Prompt 1
Transcribe everything from "4. Mr. Swaraj, learned" down to "learned Court below." in the court order on the delayed election petition.
Prompt 2
Translate this sentence from the court order on the delayed election petition into French: "The default on the part of the election petitioner, namely, opposite party No.1 as according to Mr. Swaraj, learned counsel was explained on medical ground."
Prompt 3
Take the court order on the delayed election petition further, continuing from where it stops.

4. Mr. Swaraj, learned counsel for opposite party No.1, on the other hand, submits that the delay is about 8 days in filing the election petition and seeking condonation of the same, an application was filed and admittedly, it was in the month of September, 2022 and was followed by the order of the learned Civil Judge on 31st March, 2023. The default on the part of the election petitioner, namely, opposite party No.1 as according to Mr. Swaraj, learned counsel was explained on medical ground. It is submitted that medical evidence was received by the learned Civil Judge and at last, considering the same and in exercise of powers under Section 44-B 2nd proviso of the Act condoned the same and, hence, there has been no wrong or

illegality committed as a result and ultimately, the same has been confirmed in the appeal by the learned Court below.

5. Recorded the submission of Mr. Sahoo, learned ASC for the State.

Source information
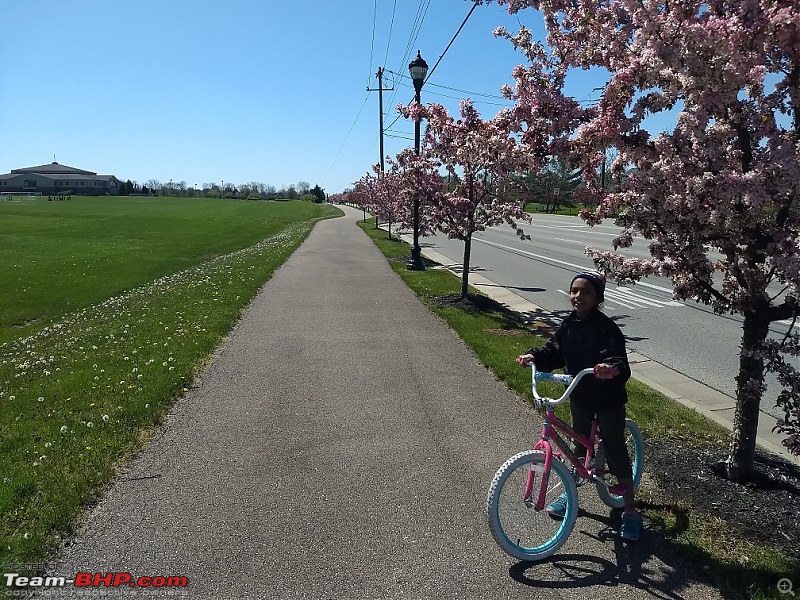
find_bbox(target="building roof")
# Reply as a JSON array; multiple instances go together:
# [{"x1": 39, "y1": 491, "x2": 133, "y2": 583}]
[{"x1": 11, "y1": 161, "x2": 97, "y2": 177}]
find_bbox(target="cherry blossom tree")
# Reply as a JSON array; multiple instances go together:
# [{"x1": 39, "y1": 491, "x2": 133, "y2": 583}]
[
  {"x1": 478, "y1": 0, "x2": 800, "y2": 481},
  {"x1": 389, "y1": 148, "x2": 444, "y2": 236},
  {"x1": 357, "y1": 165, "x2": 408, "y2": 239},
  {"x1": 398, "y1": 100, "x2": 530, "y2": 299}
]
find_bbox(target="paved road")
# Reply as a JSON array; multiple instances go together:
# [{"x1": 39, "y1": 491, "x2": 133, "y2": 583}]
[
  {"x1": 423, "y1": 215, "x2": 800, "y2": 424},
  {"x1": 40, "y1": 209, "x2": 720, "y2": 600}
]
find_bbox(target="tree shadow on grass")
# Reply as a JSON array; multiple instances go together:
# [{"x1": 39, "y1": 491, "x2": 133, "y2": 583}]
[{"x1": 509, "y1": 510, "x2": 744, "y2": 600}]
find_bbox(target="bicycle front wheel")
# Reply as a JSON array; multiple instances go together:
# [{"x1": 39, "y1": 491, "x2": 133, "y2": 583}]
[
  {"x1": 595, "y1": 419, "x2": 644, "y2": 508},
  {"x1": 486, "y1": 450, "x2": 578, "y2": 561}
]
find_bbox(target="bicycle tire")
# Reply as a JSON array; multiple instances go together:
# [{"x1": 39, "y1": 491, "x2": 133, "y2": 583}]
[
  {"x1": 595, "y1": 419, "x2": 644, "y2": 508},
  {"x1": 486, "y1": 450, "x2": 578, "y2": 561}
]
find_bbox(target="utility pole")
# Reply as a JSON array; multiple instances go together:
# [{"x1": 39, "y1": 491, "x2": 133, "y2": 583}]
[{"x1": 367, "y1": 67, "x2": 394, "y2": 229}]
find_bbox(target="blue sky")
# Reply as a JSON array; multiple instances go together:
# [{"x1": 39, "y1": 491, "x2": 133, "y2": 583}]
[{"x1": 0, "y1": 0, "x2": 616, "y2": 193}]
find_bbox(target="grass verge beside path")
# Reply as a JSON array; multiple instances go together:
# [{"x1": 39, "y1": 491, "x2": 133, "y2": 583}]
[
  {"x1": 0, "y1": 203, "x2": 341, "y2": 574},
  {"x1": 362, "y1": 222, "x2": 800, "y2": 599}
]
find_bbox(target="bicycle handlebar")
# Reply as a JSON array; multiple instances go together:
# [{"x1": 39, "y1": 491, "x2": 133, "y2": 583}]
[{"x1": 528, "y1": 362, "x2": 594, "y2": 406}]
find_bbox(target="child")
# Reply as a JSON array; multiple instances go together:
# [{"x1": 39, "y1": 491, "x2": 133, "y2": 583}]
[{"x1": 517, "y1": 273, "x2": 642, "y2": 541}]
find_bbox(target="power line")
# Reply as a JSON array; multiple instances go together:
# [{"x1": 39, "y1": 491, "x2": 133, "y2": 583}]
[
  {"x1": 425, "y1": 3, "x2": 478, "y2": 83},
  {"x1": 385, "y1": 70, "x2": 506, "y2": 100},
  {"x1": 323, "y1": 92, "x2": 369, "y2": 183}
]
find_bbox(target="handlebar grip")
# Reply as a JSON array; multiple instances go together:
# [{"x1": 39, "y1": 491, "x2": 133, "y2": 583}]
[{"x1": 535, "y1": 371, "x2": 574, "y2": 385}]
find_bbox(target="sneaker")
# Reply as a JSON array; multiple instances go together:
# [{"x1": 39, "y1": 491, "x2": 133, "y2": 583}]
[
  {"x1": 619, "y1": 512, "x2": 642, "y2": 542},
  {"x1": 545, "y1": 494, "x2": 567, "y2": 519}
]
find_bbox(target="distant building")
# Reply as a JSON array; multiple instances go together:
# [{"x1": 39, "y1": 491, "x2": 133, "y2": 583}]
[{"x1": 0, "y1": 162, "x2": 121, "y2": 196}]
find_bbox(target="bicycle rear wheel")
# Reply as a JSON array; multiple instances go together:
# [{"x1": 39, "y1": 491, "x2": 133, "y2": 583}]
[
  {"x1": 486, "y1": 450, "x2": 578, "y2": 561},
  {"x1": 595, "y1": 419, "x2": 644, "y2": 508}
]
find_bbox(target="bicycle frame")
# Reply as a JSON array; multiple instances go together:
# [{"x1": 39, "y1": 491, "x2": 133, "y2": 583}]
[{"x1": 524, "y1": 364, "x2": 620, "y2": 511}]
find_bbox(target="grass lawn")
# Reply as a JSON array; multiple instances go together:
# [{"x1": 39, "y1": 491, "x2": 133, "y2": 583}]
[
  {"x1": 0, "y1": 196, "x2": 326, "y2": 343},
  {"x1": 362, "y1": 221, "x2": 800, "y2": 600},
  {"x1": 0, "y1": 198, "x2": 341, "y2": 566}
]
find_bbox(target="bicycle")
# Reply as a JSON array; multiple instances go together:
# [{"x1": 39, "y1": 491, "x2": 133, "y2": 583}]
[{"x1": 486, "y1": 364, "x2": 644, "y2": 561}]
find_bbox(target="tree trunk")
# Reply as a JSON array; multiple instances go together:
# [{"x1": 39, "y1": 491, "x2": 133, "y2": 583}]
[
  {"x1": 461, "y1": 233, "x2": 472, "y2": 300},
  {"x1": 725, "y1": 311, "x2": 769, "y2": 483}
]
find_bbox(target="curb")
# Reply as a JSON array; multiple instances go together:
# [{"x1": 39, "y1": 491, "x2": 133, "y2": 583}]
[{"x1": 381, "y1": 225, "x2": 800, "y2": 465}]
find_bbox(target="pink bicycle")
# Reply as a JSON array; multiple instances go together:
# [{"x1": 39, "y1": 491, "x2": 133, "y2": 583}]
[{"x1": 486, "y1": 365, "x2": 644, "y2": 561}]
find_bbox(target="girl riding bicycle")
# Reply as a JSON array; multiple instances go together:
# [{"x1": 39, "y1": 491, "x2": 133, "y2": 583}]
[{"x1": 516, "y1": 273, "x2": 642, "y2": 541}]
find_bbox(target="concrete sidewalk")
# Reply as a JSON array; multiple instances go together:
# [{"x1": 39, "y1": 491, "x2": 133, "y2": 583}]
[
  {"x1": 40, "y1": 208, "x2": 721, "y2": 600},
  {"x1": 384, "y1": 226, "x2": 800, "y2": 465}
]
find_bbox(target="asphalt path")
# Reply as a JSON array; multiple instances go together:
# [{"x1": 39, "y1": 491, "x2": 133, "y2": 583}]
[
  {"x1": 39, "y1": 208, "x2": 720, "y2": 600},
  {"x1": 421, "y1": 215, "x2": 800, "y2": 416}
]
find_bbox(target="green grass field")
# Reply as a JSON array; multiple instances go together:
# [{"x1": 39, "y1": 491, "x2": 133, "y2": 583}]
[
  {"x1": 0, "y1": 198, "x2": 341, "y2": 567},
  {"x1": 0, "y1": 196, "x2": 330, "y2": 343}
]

Reply 1
4. Mr. Swaraj, learned counsel for opposite party No.1, on the other hand, submits that the delay is about 8 days in filing the election petition and seeking condonation of the same, an application was filed and admittedly, it was in the month of September, 2022 and was followed by the order of the learned Civil Judge on 31st March, 2023. The default on the part of the election petitioner, namely, opposite party No.1 as according to Mr. Swaraj, learned counsel was explained on medical ground. It is submitted that medical evidence was received by the learned Civil Judge and at last, considering the same and in exercise of powers under Section 44-B 2nd proviso of the Act condoned the same and, hence, there has been no wrong or

illegality committed as a result and ultimately, the same has been confirmed in the appeal by the learned Court below.

Reply 2
Selon M. Swaraj, savant conseil, le manquement de la part de l'auteur de la requête électorale, à savoir la partie adverse n° 1, a été justifié par des raisons médicales.

Reply 3
6. In course of hearing, Mr. Swaraj, learned counsel for opposite party No.1 cited a decision of the Apex Court in Sesh Nath Singh and others Vrs. Baidyabati Sheoraphuli Co- operative Bank Ltd. and others AIR 2021 SC 2637 to contend that no separate application under Section 5 of the Limitation Act is required to be filed, even though, in the case at hand, the same was received from opposite party No.1 in the month of September, 2022. It is submitted that Section 5 of the Limitation Act speaks of no application, which is a provision that enables the Court to admit such application in the appeal if the applicant or appellant as the case may be satisfies that he had 'sufficient cause' for not making the application and/or preferring the appeal within the time prescribed. The essence of the argument of Mr. Swaraj, learned counsel for opposite party No.1 is that while insisting upon the condonation of delay, a separate application may not be necessary.

7. In so far as Section 44-B of the Act is concerned, as per the 2nd proviso to sub-section (1) thereof, the Civil Judge is having the powers to accept an election petition beyond the stipulated period provided that there is sufficient cause shown. In the case of the petitioner, the election dispute was raised in the month of March, 2022 and it was with a delay of 8 days only. No formal application was filed along with the election

petition in terms of the 2nd proviso as above, which was received in the month of September, 2022 and considering the same, the learned court below condoned the delay of 8 days.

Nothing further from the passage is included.